[START]

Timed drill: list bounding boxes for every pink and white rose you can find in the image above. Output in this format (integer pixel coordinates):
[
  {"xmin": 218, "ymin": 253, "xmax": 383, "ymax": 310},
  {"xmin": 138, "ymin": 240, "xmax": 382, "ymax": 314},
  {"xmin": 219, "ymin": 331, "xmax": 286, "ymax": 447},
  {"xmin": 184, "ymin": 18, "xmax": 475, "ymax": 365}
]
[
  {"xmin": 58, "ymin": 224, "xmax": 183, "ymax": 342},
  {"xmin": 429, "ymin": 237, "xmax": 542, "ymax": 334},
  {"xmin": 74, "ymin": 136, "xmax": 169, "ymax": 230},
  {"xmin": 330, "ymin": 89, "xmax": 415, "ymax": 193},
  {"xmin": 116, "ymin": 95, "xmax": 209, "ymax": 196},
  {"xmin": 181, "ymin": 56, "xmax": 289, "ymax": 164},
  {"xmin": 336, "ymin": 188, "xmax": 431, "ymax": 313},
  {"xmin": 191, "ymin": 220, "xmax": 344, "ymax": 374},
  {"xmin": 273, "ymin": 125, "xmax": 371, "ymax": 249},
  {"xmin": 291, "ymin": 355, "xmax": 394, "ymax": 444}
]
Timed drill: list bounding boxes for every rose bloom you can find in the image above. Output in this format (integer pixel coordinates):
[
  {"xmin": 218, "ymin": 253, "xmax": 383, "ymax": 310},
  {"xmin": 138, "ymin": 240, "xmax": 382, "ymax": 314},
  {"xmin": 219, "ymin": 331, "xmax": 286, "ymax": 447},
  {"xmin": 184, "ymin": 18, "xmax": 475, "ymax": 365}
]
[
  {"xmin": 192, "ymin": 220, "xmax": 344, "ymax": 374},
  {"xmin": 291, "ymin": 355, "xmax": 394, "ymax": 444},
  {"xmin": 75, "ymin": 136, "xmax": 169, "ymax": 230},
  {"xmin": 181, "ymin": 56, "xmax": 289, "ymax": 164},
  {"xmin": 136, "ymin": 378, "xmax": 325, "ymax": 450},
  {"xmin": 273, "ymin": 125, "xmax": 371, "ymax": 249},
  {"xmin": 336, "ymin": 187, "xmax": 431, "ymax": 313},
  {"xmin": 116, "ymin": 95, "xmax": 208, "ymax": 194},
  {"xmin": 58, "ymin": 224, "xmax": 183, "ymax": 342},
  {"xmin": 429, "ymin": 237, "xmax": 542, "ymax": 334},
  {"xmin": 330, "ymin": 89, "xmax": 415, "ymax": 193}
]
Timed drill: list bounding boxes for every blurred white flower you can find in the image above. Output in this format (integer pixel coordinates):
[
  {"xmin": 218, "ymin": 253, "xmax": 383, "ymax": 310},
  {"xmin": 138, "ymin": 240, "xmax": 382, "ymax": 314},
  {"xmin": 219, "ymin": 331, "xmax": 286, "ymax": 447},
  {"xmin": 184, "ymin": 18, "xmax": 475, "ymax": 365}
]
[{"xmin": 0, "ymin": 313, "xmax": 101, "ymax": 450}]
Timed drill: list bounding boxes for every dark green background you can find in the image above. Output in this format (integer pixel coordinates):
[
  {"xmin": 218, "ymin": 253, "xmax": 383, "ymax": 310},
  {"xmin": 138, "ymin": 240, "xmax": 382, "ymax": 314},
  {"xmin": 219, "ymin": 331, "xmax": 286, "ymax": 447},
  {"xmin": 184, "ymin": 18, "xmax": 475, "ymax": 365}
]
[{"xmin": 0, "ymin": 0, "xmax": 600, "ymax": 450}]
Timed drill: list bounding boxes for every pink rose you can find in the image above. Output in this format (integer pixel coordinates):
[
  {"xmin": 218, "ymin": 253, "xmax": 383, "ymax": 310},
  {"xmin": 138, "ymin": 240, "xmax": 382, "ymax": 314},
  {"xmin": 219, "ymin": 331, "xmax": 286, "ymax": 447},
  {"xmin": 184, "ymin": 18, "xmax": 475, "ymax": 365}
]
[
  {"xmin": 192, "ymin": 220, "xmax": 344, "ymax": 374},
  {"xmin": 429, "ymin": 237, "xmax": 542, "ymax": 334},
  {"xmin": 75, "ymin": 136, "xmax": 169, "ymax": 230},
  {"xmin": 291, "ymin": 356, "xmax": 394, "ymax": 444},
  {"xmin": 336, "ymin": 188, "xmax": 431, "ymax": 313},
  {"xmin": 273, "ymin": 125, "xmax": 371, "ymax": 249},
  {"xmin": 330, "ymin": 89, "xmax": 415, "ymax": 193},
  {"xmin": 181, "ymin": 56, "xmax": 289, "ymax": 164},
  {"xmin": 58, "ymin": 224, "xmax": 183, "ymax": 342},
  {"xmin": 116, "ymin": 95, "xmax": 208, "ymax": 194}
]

[END]

(What needs to be done):
Pull out every line of the data above that contains the string "white", matching case exactly.

(Right answer):
Timed drill: list bounding boxes for every pink and white rose you can find in the image above. Output in this format (integer pixel coordinates):
Timed drill: list bounding boxes for every blurred white flower you can find in the image above. Output in this format (integer pixel coordinates):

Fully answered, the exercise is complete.